*** Supplied text ***
There is probably no bigger and more difficult decision than this, and even if one guesses right, someone will die, maybe one group more than others.
So leaders need to consider pandemic risk against vaccination distribution equity.
A report in Thursday’s Star Tribune highlighted disagreements among members of the state’s vaccine allocation advisory panel with some saying the state has recently turned away from its previous policy of vaccinating those at highest risk first, when it pivoted to a CDC guidance on providing more vaccines to those over 65.
Three members of the advisory panel were joined by some 350 researchers, clinicians and organizations who signed a letter calling for the state to go back to its policy of highest risk first so as to adhere to racial equity in vaccine distribution. People of color have two to four times more risk of dying from COVID than whites and are three to five times more likely to be hospitalized.
While December CDC guidance called for vaccinating those 75 and older, that was changed to 65 and older more recently. And experts argued that people of color, because they tend to be younger, were essentially put further back in the line.
State health officials have said preliminary data show that people of color and other ethnic groups are not being vaccinated at the same rate as white groups. Health Commissioner Jan Malcolm said the state is going to be collecting better data to help make more equitable decisions when it comes to distributing the vaccination.
Getting the vaccine to those 65 and older brings the vaccines to more people more quickly and therefore, can more quickly stop the spread. That goal cannot be underestimated.
Of course, some of these inequities could be more easily eliminated if the quantity of vaccines increased. And our distribution system also needs improvement as the number of vaccines distributed actually declined last week compared to earlier weeks.
So state health officials and providers must balance preventing virus spread against protecting those most at risk while making paramount efforts to increase money, resources, manpower and management aptitude to get more vaccines distributed more quickly.
*** End of Supplied text ***
*** Dataset extract ***
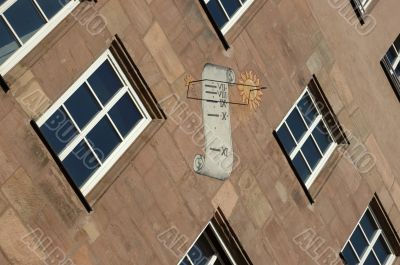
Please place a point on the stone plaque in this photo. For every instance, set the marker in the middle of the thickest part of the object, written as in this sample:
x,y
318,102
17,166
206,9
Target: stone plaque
x,y
218,158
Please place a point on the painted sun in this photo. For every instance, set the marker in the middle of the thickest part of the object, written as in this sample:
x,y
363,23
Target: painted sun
x,y
247,83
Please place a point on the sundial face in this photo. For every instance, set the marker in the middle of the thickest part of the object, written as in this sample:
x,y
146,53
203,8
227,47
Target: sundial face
x,y
218,158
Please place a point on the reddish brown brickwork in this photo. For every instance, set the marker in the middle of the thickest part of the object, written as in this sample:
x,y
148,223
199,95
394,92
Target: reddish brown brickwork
x,y
284,42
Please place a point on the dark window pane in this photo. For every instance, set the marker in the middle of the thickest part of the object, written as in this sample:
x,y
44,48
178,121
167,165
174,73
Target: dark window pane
x,y
286,139
310,151
349,255
8,44
58,131
105,82
103,139
359,242
185,261
322,137
397,43
24,18
125,114
371,260
301,167
201,252
368,225
217,13
397,70
391,55
231,6
82,106
307,109
51,7
80,164
381,250
296,125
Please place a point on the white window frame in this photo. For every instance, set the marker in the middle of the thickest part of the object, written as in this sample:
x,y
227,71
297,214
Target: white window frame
x,y
310,128
125,143
392,257
232,20
365,3
396,62
25,48
214,258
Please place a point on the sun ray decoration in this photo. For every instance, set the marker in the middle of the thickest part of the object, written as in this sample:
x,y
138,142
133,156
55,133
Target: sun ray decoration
x,y
248,82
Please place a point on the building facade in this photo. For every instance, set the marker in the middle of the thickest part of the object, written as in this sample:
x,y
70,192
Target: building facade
x,y
100,131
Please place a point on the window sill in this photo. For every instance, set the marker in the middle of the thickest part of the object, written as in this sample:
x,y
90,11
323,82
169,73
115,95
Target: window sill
x,y
393,80
362,12
230,32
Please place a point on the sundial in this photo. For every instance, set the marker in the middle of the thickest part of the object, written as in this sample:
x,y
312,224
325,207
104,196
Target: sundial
x,y
216,82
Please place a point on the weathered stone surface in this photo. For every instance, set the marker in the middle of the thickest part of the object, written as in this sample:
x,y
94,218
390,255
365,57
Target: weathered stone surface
x,y
23,195
163,53
226,198
11,240
254,200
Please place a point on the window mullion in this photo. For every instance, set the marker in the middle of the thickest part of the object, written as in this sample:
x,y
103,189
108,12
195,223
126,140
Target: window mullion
x,y
115,127
223,9
94,94
92,150
38,8
7,5
304,138
190,260
354,251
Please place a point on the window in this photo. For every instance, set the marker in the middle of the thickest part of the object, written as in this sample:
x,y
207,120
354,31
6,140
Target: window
x,y
368,243
216,245
23,23
305,138
226,12
94,122
208,249
361,5
391,65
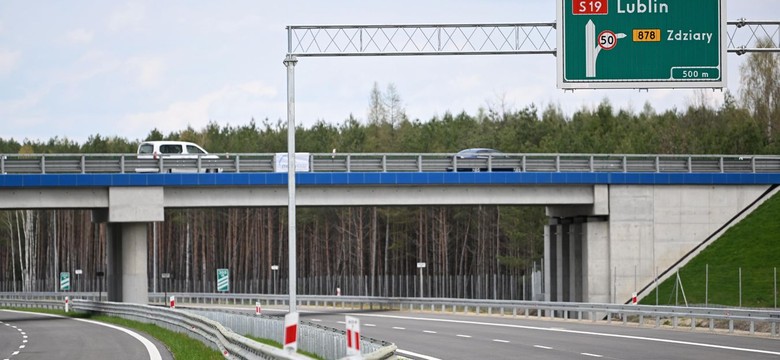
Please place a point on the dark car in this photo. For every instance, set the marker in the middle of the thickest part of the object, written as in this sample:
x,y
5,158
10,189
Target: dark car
x,y
481,159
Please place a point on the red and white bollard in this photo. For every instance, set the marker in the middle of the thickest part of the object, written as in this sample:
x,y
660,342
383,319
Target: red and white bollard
x,y
291,332
353,337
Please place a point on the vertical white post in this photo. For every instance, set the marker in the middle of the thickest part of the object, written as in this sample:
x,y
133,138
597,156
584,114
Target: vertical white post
x,y
421,287
740,287
290,62
154,257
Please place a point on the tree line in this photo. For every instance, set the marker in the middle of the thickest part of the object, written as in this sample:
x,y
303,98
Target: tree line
x,y
375,242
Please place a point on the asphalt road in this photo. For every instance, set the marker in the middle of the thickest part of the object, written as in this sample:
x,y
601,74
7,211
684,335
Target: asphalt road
x,y
25,335
430,336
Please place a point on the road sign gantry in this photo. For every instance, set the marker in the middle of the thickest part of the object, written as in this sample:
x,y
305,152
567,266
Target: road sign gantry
x,y
641,44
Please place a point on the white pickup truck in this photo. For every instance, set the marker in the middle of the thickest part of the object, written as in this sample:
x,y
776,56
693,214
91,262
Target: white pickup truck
x,y
176,156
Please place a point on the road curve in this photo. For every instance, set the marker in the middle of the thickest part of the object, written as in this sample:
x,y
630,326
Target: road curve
x,y
27,335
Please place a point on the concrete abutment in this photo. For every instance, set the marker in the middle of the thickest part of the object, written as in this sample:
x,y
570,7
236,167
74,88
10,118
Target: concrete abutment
x,y
632,233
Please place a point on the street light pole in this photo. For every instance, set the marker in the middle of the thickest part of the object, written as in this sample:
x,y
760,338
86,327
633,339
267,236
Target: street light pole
x,y
275,269
290,62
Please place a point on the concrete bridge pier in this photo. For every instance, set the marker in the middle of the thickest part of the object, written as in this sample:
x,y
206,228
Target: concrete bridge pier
x,y
128,215
127,263
633,234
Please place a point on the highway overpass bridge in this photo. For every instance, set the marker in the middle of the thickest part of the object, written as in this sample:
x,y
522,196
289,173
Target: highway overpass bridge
x,y
616,221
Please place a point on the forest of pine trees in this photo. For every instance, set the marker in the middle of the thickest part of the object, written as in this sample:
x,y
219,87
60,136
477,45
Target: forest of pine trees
x,y
465,247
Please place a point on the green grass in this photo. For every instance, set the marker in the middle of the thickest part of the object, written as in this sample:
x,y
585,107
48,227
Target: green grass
x,y
752,245
180,345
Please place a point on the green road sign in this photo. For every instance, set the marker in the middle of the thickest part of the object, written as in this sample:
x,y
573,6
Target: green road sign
x,y
223,280
627,44
65,281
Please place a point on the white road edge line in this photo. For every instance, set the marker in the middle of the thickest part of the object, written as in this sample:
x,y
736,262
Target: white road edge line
x,y
154,354
618,336
426,357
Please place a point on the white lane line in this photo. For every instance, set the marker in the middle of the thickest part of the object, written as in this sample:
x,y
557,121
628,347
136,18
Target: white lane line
x,y
590,333
154,354
421,356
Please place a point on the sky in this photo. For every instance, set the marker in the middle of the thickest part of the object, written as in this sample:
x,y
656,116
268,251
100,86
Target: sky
x,y
72,69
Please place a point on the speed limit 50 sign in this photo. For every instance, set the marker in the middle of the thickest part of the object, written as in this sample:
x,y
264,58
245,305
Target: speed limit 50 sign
x,y
641,43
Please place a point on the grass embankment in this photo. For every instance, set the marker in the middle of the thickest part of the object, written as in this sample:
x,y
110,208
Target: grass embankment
x,y
752,245
180,345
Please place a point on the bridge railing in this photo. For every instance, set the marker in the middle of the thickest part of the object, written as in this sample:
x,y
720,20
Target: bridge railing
x,y
392,162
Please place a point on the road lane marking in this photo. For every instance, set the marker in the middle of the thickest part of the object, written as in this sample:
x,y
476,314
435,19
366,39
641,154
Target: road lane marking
x,y
590,333
154,353
425,357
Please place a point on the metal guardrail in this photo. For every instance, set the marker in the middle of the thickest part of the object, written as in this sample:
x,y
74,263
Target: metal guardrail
x,y
393,162
210,332
216,328
750,321
313,338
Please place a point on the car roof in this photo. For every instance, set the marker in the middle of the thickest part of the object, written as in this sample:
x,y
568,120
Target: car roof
x,y
167,142
473,150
*** End of Dataset extract ***
Brief 1
For each of these statements, say yes or no to whether the vaccine distribution text supports it, and quote the words of the text that settle it: (a) The letter urging a return to the highest-risk-first policy was signed by some 350 researchers, clinicians and organizations. (b) The number of vaccines distributed rose last week compared to earlier weeks. (c) The December CDC guidance called for vaccinating those 65 and older.
Brief 2
Transcribe the vaccine distribution text from "Three members of" to "in the line." word for word.
None of the entries are needed here.

Exercise answer 1
(a) Yes: "Three members of the advisory panel were joined by some 350 researchers, clinicians and organizations who signed a letter calling for the state to go back to its policy of highest risk first"
(b) No: "the number of vaccines distributed actually declined last week compared to earlier weeks"
(c) No: "While December CDC guidance called for vaccinating those 75 and older, that was changed to 65 and older more recently."

Exercise answer 2
Three members of the advisory panel were joined by some 350 researchers, clinicians and organizations who signed a letter calling for the state to go back to its policy of highest risk first so as to adhere to racial equity in vaccine distribution. People of color have two to four times more risk of dying from COVID than whites and are three to five times more likely to be hospitalized.
While December CDC guidance called for vaccinating those 75 and older, that was changed to 65 and older more recently. And experts argued that people of color, because they tend to be younger, were essentially put further back in the line.